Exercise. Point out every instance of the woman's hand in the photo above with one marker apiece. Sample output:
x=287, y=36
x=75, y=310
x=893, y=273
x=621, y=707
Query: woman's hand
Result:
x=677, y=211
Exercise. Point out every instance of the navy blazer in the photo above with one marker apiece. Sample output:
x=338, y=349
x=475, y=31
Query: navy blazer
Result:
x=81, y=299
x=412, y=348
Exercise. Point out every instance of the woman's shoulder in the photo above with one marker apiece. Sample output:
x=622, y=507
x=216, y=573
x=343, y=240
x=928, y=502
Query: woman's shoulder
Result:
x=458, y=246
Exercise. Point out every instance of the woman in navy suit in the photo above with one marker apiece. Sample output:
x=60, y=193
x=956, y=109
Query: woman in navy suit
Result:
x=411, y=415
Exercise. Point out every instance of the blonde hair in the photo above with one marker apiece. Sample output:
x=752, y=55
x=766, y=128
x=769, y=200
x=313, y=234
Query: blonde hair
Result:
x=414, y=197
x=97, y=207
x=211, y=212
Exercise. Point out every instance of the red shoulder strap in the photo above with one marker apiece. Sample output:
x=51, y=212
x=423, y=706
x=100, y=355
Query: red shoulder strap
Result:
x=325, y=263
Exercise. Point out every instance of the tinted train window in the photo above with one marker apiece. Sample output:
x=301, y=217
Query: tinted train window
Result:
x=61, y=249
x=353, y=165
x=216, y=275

******

▸ The exercise: Rewrite all the items above, changing each occurrence of "Sample output" to "Expected format" and leaving everything else as it is.

▸ Answer to this task:
Exercise. Point out every instance of the woman's hand in the photo above with one marker apiece. Expected format:
x=287, y=36
x=75, y=310
x=893, y=273
x=621, y=707
Query: woman's hand
Result:
x=677, y=211
Exercise. Point out every instance of the navy blazer in the photo above with one marker apiece. Expected format:
x=338, y=349
x=475, y=31
Query: navy blazer
Result:
x=81, y=299
x=412, y=348
Exercise. Point out every instance of the woman's shoulder in the photo above with one marker apiece. Expected format:
x=622, y=507
x=216, y=573
x=343, y=240
x=928, y=502
Query: woman's shoulder
Result:
x=458, y=246
Exercise. Point out every instance of the woman in navy suit in the photo above with one marker apiece. Expected format:
x=60, y=193
x=956, y=109
Query: woman in navy suit
Result:
x=411, y=415
Exercise. Point out every instance of the blonde hair in the photo above with one marker apiece. Expected format:
x=752, y=55
x=766, y=128
x=769, y=200
x=313, y=234
Query: blonde hair
Result:
x=414, y=197
x=97, y=207
x=211, y=212
Exercise. Point out every instance of the red shoulder strap in the photo above with one marker apiece. Expected format:
x=51, y=212
x=423, y=706
x=100, y=355
Query: red shoulder strap
Result:
x=325, y=263
Exercise. Point out every instance of the tinted train window in the photo above with one marker apiece. Expected format:
x=301, y=217
Query: tinted train window
Result:
x=61, y=249
x=353, y=165
x=216, y=275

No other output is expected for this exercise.